- [Data provided]

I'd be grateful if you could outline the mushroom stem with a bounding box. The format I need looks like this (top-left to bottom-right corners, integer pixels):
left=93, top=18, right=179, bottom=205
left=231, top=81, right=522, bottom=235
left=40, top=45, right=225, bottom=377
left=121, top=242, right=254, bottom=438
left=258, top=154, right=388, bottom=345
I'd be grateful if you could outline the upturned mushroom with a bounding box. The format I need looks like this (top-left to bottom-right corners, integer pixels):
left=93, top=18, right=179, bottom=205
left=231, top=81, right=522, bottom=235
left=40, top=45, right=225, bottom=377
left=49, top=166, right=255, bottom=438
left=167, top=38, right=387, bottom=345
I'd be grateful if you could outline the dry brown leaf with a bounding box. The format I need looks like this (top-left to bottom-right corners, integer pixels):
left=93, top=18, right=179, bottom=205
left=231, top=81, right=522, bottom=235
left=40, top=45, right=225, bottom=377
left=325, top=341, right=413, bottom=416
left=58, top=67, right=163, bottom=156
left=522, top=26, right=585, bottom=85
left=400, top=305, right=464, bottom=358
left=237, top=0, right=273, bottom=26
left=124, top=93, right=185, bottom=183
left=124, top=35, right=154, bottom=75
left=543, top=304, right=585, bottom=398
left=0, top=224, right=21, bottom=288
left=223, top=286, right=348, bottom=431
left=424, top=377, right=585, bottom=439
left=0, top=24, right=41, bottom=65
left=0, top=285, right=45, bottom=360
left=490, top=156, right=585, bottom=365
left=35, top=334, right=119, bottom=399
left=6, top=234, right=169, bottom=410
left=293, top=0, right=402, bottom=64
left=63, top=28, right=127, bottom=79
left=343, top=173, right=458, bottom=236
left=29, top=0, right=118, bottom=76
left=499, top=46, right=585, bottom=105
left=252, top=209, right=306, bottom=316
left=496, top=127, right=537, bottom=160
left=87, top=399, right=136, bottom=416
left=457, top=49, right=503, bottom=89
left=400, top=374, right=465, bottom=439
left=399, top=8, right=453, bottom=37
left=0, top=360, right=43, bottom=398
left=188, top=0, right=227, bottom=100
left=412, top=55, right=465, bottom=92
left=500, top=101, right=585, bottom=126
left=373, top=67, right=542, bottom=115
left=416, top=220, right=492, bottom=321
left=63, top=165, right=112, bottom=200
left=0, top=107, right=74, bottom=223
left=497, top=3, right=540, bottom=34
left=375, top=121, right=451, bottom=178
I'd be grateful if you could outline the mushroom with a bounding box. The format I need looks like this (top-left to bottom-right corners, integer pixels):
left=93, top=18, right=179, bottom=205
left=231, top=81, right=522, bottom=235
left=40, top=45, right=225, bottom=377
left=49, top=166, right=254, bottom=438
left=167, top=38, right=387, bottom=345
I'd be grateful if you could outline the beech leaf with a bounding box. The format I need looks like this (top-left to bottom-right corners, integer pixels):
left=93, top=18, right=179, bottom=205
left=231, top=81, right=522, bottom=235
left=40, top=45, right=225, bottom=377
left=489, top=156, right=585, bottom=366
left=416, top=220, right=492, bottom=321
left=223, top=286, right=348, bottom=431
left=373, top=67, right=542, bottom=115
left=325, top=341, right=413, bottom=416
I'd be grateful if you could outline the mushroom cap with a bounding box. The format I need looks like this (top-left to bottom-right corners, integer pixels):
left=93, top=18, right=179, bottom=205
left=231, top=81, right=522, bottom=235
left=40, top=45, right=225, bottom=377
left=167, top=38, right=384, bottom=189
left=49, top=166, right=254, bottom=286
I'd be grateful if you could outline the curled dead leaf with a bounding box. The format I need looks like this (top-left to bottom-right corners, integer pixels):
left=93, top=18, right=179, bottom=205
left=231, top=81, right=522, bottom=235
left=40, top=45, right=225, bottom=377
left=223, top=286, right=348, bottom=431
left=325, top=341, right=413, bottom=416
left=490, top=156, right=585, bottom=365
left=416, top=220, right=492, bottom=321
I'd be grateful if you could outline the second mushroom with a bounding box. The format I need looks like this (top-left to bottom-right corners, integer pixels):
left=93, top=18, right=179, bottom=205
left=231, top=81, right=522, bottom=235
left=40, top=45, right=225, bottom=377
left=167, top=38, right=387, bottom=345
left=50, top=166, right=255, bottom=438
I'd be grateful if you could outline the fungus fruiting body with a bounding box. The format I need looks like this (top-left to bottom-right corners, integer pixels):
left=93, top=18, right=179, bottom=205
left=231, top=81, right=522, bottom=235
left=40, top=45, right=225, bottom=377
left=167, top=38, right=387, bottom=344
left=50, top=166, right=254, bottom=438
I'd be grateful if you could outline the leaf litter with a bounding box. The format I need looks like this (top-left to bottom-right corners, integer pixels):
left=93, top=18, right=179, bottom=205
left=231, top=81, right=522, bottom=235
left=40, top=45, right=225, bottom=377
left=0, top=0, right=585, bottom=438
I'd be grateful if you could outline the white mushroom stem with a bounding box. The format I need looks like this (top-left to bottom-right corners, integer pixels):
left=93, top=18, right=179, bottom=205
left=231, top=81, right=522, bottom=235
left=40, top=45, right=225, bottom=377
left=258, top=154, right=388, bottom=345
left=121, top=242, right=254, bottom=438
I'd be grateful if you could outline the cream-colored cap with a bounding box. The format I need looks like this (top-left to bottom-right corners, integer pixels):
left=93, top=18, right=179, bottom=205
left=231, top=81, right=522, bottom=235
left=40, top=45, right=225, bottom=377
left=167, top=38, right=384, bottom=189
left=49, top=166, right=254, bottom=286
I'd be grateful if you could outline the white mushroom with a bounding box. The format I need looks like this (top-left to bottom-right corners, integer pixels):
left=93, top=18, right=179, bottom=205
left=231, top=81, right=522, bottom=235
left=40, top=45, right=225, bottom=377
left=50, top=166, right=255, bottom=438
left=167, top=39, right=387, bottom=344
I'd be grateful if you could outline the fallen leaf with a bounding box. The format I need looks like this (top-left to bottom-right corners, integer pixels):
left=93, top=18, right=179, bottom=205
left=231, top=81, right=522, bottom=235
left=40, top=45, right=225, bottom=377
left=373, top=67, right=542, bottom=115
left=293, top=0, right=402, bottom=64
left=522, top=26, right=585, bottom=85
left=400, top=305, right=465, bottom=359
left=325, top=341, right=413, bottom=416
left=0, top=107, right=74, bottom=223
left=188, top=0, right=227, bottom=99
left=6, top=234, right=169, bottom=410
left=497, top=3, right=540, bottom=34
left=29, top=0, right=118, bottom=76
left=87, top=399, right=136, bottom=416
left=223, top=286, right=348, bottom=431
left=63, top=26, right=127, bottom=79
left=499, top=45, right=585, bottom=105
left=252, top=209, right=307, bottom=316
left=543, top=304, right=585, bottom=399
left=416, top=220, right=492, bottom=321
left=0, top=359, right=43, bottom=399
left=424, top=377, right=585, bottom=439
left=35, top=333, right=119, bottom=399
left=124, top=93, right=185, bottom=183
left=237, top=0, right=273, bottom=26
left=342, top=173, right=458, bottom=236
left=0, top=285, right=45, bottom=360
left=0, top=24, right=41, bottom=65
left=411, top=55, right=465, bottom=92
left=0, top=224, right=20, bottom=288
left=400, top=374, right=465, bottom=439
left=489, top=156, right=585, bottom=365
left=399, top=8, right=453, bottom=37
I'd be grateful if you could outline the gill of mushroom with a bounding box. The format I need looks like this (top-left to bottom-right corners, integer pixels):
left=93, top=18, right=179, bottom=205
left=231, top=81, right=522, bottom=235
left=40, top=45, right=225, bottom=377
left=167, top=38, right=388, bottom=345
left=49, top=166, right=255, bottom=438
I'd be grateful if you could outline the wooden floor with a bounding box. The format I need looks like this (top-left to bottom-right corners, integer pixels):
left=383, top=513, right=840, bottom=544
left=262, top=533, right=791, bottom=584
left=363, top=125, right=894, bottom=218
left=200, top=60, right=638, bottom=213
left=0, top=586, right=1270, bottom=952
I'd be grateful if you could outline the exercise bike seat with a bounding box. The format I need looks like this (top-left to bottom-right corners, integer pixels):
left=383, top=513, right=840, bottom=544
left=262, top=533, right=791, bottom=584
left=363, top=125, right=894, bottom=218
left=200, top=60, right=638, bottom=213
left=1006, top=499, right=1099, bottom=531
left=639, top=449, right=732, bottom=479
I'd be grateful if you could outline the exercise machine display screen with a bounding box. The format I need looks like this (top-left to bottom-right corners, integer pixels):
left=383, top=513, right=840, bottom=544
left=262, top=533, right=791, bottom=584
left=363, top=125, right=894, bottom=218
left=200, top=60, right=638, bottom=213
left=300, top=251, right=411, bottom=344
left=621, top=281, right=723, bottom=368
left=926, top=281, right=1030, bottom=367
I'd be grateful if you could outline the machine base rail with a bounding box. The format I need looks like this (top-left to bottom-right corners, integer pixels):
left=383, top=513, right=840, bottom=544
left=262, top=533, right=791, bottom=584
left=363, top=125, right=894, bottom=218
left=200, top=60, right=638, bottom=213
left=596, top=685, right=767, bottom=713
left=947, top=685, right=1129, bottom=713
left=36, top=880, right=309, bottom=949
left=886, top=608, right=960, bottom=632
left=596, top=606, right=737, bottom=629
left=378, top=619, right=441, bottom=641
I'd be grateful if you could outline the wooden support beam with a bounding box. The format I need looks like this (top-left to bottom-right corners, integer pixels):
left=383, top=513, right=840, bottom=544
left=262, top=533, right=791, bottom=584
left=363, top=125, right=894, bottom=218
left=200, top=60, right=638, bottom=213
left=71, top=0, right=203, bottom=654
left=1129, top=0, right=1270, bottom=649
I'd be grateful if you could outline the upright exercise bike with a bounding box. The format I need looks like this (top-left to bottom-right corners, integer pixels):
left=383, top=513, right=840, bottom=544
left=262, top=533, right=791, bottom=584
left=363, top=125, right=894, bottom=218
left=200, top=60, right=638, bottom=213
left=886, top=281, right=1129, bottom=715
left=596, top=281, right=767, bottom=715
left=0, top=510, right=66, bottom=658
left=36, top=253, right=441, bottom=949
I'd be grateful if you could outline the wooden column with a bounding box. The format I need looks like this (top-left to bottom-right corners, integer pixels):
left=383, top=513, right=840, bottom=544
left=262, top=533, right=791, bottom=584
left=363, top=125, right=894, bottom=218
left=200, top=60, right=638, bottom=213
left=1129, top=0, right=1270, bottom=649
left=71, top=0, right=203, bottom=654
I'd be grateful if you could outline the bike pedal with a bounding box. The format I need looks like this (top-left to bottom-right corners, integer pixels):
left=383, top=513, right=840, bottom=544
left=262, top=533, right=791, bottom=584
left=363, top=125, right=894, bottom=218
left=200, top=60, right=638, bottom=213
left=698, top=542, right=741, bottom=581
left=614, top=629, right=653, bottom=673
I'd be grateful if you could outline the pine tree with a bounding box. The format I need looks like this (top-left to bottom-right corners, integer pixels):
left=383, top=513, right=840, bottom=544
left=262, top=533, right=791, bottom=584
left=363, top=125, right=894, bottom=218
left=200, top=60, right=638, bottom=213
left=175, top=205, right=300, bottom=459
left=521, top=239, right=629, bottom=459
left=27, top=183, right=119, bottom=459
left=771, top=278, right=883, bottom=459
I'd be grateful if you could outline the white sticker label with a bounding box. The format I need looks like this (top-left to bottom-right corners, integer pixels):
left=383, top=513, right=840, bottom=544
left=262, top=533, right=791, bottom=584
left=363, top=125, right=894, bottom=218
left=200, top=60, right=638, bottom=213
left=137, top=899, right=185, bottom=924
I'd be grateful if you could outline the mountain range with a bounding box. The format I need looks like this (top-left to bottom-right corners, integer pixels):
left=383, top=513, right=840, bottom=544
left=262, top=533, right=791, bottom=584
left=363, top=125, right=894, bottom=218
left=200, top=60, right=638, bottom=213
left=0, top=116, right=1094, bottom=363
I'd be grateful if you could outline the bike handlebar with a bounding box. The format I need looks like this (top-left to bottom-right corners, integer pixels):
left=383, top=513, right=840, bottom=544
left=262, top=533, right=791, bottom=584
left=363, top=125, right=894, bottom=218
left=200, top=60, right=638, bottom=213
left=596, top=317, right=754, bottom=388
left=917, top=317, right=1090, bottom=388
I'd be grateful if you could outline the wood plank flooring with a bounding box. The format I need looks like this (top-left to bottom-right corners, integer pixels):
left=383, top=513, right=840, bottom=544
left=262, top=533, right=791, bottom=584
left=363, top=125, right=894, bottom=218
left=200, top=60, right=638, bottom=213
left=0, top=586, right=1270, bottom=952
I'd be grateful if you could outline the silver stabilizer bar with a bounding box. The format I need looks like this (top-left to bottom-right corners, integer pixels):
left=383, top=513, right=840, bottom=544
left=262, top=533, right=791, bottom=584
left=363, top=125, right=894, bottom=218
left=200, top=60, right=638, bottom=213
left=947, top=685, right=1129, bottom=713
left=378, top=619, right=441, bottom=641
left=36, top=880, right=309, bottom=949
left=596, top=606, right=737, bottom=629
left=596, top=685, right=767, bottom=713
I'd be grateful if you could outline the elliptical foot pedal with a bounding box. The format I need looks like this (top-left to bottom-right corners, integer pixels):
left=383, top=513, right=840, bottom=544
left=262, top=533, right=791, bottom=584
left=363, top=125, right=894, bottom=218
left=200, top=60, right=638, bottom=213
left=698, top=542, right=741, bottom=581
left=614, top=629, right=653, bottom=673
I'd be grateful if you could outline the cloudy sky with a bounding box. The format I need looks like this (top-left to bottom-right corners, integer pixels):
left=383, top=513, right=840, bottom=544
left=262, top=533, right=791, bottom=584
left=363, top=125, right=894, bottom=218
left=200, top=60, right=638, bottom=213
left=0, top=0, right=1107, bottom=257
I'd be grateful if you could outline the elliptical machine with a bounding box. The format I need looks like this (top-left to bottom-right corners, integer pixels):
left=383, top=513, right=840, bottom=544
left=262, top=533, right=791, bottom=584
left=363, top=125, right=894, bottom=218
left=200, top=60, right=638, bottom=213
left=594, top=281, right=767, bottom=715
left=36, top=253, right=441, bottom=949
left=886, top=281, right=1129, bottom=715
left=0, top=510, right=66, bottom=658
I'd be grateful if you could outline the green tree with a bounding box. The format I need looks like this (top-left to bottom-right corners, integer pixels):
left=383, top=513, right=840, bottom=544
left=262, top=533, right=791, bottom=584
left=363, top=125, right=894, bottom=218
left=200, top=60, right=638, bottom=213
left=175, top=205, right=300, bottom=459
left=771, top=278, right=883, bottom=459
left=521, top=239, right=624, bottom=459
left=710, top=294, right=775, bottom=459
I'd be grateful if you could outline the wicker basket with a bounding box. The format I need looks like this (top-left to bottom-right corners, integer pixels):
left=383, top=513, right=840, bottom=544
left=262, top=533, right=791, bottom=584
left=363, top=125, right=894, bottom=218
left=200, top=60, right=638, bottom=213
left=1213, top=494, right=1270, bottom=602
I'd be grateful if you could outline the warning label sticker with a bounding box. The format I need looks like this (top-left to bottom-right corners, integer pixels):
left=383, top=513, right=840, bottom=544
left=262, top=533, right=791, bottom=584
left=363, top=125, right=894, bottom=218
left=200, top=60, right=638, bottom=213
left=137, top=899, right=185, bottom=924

- [Problem to solve]
Retype, without any change, the lines of the records from the one containing "I'd be grateful if you could outline the fungus" through the one containing "left=50, top=166, right=254, bottom=438".

- [Exercise solution]
I'd be grateful if you could outline the fungus fruiting body with a bounding box. The format I need looks like this (top-left to bottom-right corners, integer pixels):
left=93, top=18, right=179, bottom=205
left=231, top=81, right=522, bottom=235
left=40, top=45, right=225, bottom=377
left=167, top=38, right=387, bottom=344
left=50, top=166, right=254, bottom=438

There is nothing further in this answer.